_Exercice:_
Rédigez la suite du texte sur les ouvrages de Jean-Claude Martin en reprenant après sa dernière phrase.

La publication chez Gros Textes de « Ne vous ABC jamais » de Jean-Claude Martin fut l’occasion pour moi de relire un certain nombre de ses ouvrages.
Depuis des années cet auteur décortique dans de courts textes en prose et en quelques coups de couteau parfaitement aiguisé, avec une précision d’orfèvre, l’insolite, la beauté, l’absurde, le pathétique, l’original du quotidien. Ainsi dans « Le tour de la question » (titre qui lui va comme un gant) : « Qui as-tu regardé autour de toi ? Regardé, regardé vraiment ? Qui as-tu rendu heureux ? Heureux vraiment ? Par quel vent fus-tu bousculé ? Par quelle tempête emporté ? Les années ont passé comme des heures. Et, dans le sac où tu n’as pas puisé, peut-être n’est-il plus rien à donner ?… Allons, battre sa coulpe n’est pas excuse. Méfie-toi de tes
phrases. Toi qui sais si bien faire croire qu’on peut aimer les hommes sans sortir de sa chambre. »

_Lignes de données:_

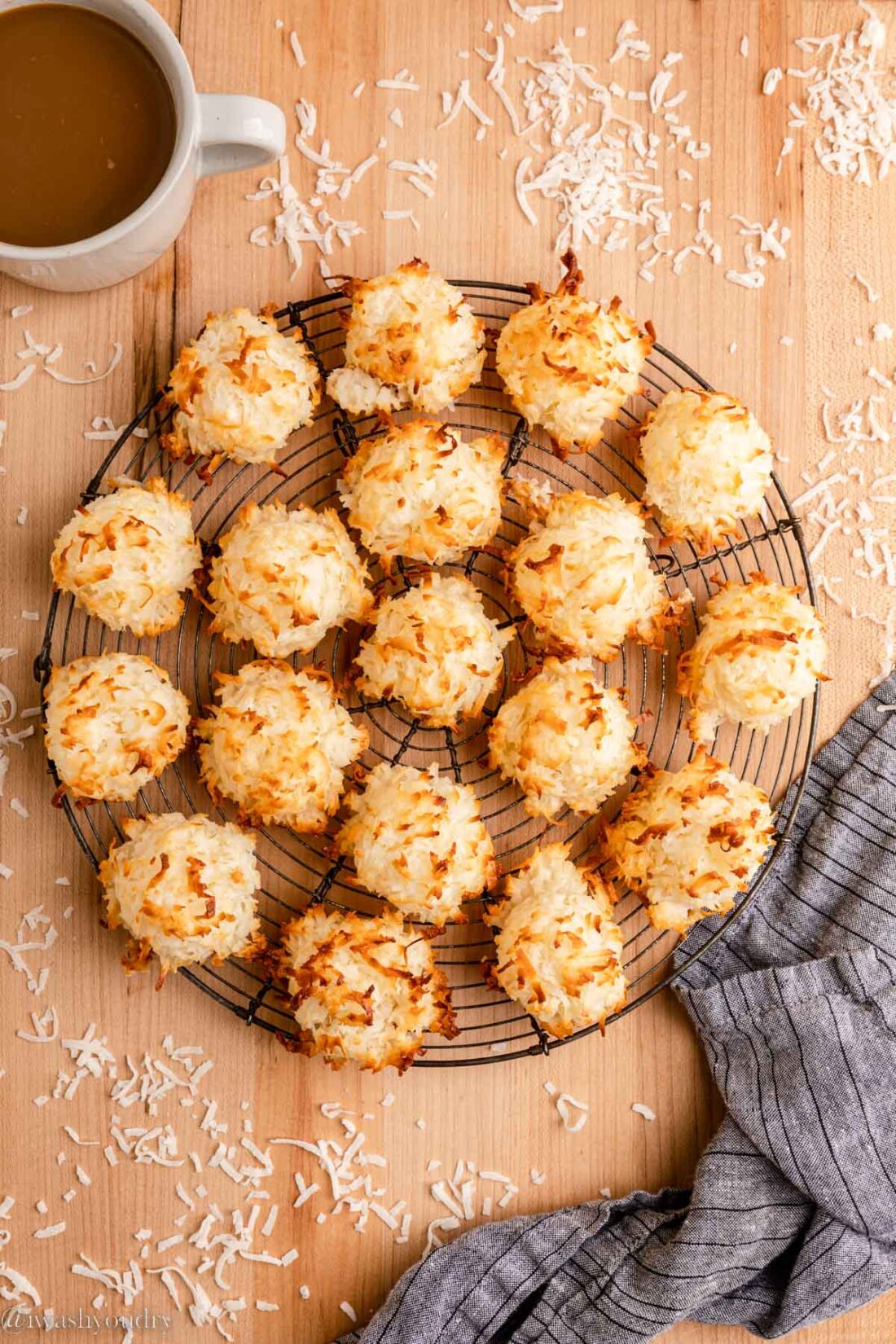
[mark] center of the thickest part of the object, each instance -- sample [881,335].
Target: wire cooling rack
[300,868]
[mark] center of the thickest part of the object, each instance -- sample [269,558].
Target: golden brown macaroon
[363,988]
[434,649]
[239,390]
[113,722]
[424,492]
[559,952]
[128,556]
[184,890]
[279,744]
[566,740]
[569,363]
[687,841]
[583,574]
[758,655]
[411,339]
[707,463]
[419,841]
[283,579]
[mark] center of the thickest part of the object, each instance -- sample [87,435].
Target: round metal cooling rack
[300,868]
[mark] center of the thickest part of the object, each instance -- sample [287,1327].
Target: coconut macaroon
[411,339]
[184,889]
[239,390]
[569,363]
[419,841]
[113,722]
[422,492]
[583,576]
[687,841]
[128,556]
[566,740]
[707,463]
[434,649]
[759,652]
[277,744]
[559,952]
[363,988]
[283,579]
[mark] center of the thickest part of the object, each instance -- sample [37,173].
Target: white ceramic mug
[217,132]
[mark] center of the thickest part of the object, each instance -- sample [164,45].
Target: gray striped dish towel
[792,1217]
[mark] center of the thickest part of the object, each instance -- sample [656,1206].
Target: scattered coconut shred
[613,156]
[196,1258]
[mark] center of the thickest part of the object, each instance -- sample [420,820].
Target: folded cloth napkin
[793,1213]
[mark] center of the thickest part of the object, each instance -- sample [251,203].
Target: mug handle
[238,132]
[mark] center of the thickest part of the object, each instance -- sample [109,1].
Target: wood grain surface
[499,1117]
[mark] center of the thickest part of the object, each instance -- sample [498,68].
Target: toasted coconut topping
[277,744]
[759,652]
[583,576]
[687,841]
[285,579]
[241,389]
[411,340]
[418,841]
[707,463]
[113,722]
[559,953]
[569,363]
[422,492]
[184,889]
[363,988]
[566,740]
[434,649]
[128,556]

_Réponse à l'exercice:_
Dans « Ne vous ABC jamais », le poète s’attaque à l’alphabet à travers une personnification malicieuse de chaque lettre et un lexique sélectionné en forme de terrain de jeu jubilatoire. On sent que l’auteur se régale et nous régale à disséquer des mots choisis tant pour distiller de façon ludique, avec force jeux de mots, des idées ou des colères, que s’adonner à d’aériennes pirouettes verbales. Chapeau l’artiste.
« CHAPEAU
Chapeau mérite référence et révérence. « Tirer son chapeau », « chapeau bas » ou simplement « chapeau ! » : voilà qui force le respect. Quand, en plus, on pense à tous ces gens qui ont survécu au désert grâce à la sobriété de leur… chapeau ! Pourtant, « porter le chapeau », « travailler du chapeau, « « manger son chapeau » prouvent qu’aucune chose dans la vie n’a qu’un seul côté. Courons alors à la chapelle qui, sans être la femelle du chapeau, nous aidera à purifier notre esprit. Et, au mépris de toutes les prudences, repartons… sur les
chapeaux de roues. »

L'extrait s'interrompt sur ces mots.